**What to produce**
Render the section of the material below that opens with the line containing "Locate the striped" and closes with the line containing "x=233, y=732" as a JSON list of strings, one string per line, leaving out blank lines.

**Items from a data source**
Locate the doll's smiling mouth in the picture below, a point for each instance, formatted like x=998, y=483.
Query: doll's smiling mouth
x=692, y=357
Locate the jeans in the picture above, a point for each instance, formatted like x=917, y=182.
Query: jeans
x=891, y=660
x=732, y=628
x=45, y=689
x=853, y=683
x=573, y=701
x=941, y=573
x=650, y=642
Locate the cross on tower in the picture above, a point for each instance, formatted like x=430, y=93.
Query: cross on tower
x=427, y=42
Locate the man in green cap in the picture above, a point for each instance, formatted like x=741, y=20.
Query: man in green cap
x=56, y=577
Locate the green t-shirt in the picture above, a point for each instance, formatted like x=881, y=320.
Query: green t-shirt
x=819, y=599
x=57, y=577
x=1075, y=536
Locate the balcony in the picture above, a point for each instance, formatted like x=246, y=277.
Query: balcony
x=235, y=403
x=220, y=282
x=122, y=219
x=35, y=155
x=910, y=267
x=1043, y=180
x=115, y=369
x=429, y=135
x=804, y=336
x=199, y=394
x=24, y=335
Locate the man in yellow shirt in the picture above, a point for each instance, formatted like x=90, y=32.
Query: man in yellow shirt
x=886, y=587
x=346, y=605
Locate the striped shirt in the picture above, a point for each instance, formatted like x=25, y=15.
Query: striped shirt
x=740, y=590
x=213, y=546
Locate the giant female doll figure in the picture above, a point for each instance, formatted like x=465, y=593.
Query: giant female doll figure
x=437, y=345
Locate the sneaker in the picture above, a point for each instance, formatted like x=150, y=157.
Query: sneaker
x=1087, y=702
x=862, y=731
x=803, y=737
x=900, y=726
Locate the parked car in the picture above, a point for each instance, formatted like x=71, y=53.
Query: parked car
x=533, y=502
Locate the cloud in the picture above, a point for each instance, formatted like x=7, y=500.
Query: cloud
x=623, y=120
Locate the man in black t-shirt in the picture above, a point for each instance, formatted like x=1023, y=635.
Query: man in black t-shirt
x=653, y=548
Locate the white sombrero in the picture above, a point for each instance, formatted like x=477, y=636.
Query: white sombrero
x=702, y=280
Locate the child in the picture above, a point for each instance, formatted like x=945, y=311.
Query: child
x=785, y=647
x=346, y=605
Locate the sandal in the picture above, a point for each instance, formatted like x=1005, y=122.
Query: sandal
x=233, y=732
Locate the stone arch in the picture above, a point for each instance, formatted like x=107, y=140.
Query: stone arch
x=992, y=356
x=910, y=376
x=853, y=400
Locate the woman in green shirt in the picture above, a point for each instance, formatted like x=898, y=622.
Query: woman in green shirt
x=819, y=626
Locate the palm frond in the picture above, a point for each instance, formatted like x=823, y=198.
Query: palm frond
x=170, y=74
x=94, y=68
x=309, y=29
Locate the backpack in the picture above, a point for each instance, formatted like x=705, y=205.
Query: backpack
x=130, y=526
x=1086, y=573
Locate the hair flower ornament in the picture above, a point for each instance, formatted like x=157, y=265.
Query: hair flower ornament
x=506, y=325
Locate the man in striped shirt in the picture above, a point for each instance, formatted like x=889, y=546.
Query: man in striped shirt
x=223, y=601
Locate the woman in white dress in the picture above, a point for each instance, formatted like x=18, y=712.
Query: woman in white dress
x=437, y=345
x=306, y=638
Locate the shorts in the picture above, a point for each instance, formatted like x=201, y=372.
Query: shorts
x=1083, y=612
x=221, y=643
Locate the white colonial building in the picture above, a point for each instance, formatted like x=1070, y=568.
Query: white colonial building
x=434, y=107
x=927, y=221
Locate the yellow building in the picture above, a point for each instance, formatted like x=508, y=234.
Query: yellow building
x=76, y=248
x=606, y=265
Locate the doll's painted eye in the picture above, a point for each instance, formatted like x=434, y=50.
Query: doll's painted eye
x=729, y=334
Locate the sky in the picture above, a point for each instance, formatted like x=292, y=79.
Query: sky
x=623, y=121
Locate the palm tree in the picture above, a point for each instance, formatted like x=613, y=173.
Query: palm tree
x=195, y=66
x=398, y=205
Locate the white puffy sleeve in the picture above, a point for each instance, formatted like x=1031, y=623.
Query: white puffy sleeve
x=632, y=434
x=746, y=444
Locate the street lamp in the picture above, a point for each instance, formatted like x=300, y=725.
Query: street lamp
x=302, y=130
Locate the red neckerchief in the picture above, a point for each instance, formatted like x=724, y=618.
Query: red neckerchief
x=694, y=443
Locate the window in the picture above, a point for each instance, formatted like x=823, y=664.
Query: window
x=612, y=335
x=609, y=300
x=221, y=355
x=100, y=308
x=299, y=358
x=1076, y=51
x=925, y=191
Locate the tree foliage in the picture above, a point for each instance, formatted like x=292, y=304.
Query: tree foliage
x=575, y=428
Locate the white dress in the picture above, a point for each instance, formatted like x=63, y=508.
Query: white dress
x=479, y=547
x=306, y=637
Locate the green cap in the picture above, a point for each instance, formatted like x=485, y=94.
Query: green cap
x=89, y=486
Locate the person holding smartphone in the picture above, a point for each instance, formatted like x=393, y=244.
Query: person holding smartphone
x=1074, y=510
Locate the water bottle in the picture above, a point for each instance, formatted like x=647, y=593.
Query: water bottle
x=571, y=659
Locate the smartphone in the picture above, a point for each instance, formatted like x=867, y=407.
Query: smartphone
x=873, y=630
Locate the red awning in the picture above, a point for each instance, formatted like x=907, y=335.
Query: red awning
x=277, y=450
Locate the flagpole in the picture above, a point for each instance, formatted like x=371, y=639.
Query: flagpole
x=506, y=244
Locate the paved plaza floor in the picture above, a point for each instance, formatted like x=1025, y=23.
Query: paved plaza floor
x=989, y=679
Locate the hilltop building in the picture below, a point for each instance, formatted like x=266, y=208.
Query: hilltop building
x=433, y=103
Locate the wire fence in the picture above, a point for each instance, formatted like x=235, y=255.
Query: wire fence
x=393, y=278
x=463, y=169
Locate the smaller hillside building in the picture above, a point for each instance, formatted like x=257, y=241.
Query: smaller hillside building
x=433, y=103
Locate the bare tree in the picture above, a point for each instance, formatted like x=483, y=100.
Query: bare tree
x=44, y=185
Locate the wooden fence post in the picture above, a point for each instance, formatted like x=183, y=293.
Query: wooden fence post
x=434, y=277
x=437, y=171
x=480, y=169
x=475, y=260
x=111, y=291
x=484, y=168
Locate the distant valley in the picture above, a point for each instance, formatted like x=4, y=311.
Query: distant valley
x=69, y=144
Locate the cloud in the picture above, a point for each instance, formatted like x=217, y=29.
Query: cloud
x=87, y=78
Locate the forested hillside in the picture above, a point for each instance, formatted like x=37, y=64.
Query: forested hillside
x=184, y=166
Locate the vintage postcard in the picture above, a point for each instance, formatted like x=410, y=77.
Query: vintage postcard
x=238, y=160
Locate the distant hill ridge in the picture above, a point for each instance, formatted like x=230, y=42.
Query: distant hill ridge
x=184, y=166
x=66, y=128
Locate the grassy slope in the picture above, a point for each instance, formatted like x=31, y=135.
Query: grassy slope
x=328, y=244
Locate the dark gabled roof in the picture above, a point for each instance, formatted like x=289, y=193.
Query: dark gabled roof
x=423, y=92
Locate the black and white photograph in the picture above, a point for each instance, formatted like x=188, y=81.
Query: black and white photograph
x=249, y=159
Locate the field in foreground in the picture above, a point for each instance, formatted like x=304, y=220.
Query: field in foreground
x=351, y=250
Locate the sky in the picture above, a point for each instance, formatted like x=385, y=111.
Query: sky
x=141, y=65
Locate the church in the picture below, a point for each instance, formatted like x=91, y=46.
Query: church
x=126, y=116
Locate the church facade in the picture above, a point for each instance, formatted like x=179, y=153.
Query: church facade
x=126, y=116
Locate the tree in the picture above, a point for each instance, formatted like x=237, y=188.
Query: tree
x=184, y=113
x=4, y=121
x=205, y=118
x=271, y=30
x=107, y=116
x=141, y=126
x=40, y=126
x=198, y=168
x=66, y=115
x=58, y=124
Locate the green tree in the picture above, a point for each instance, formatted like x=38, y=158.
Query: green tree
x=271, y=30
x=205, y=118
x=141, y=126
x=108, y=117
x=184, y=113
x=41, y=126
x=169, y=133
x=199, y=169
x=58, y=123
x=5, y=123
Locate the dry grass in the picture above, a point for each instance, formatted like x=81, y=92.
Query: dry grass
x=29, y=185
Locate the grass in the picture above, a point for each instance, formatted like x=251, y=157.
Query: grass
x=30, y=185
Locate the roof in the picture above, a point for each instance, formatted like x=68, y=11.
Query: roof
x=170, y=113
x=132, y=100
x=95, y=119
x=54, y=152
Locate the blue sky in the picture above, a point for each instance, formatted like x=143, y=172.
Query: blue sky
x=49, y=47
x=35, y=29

**Response to the task**
[
  "Locate the striped shirt in the picture above, a point for each instance, formatted like x=25, y=15.",
  "Query: striped shirt",
  "x=740, y=590",
  "x=213, y=546",
  "Locate the giant female doll figure in the picture above, a point for each instance, formatted like x=465, y=593.",
  "Query: giant female doll figure",
  "x=437, y=345",
  "Locate the sneaker in the picture above, a point for each instance, formatted like x=150, y=157.",
  "Query: sneaker",
  "x=1087, y=702",
  "x=862, y=731",
  "x=803, y=737",
  "x=900, y=726",
  "Locate the parked car in the picture above, a point for each instance, formatted like x=71, y=53.",
  "Query: parked car",
  "x=533, y=502",
  "Locate the cloud in the picture above, a point for each instance, formatted like x=7, y=500.",
  "Query: cloud",
  "x=623, y=120",
  "Locate the man in black t-shirt in the picture above, a point for each instance, formatted like x=1023, y=635.",
  "Query: man in black t-shirt",
  "x=653, y=548",
  "Locate the white sombrero in the picture above, a point for each instance, formatted like x=477, y=636.",
  "Query: white sombrero",
  "x=702, y=280",
  "Locate the child in the picture above, a point for each instance, formatted like x=945, y=311.",
  "Query: child",
  "x=785, y=647",
  "x=346, y=605",
  "Locate the sandal in the picture above, a point for each instance, formatted like x=1005, y=122.",
  "Query: sandal",
  "x=233, y=732"
]